[Given passage]
Minimally Invasive Cardiac Surgery
Rajeev Kathuria, MD, is a cardiothoracic surgeon and chief of cardiothoracic surgery at Banner Boswell Medical Center in Sun City.
Question: I keep hearing about minimally invasive surgery. What are the benefits with regard to heart valve replacement and how do I know if I’m a good candidate for this method?
Answer: Traditional open heart surgery requires what is known as a sternotomy, a procedure that entails cutting through the breastbone to access the heart. Though this method is still how the vast majority of heart surgeries are performed, advances in technology have given us new options and approaches that fall into the realm of minimally invasive surgery.
Generally speaking, there are many benefits to minimally invasive valve surgery. In the case of both aortic and mitral valve replacements, minimally invasive approaches enable surgeons to access the specific section of the heart they will operate on through a roughly two to three-inch incision between the ribs on the right side of the chest known as a minithoracotomy. Sometimes, small cameras are inserted into the chest to give surgeons a better view. This is particularly true for patients who are candidates for robotic surgery. Additionally, a small incision in the groin provides access to the femoral vessels in the leg so patients can be put on a heart/lung machine for the duration of the operation.
From smaller incisions, less pain and quicker recovery times to a decrease in the amount of blood products/transfusions needed after surgery and lower incidences of atrial fibrillation (a common arrhythmia of the heart following heart surgery), the benefits of minimally invasive heart surgery are many. However, there are circumstances and contraindications in which minimally invasive surgery isn’t an option or isn’t the best option.

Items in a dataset
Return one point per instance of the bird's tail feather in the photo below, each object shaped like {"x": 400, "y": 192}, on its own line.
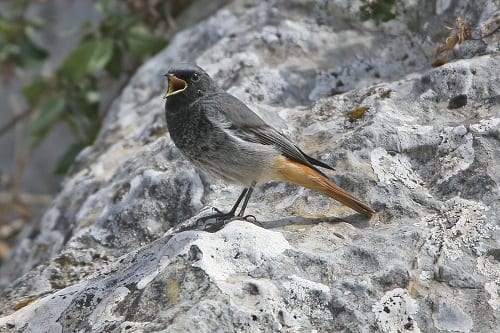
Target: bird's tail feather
{"x": 287, "y": 170}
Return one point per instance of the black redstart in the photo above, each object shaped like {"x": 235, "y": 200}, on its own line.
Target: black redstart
{"x": 220, "y": 135}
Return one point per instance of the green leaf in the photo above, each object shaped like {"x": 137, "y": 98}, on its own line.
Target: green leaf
{"x": 92, "y": 97}
{"x": 49, "y": 113}
{"x": 140, "y": 41}
{"x": 101, "y": 56}
{"x": 115, "y": 64}
{"x": 88, "y": 58}
{"x": 34, "y": 90}
{"x": 66, "y": 160}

[Prompt 1] According to the cardiac surgery passage, what is the incision between the ribs on the right side of the chest called?
[Prompt 2] Return the part of the cardiac surgery passage between "Minimally Invasive Cardiac" and "of minimally invasive surgery.", inclusive.

[Response area 1] A minithoracotomy.

[Response area 2]
Minimally Invasive Cardiac Surgery
Rajeev Kathuria, MD, is a cardiothoracic surgeon and chief of cardiothoracic surgery at Banner Boswell Medical Center in Sun City.
Question: I keep hearing about minimally invasive surgery. What are the benefits with regard to heart valve replacement and how do I know if I’m a good candidate for this method?
Answer: Traditional open heart surgery requires what is known as a sternotomy, a procedure that entails cutting through the breastbone to access the heart. Though this method is still how the vast majority of heart surgeries are performed, advances in technology have given us new options and approaches that fall into the realm of minimally invasive surgery.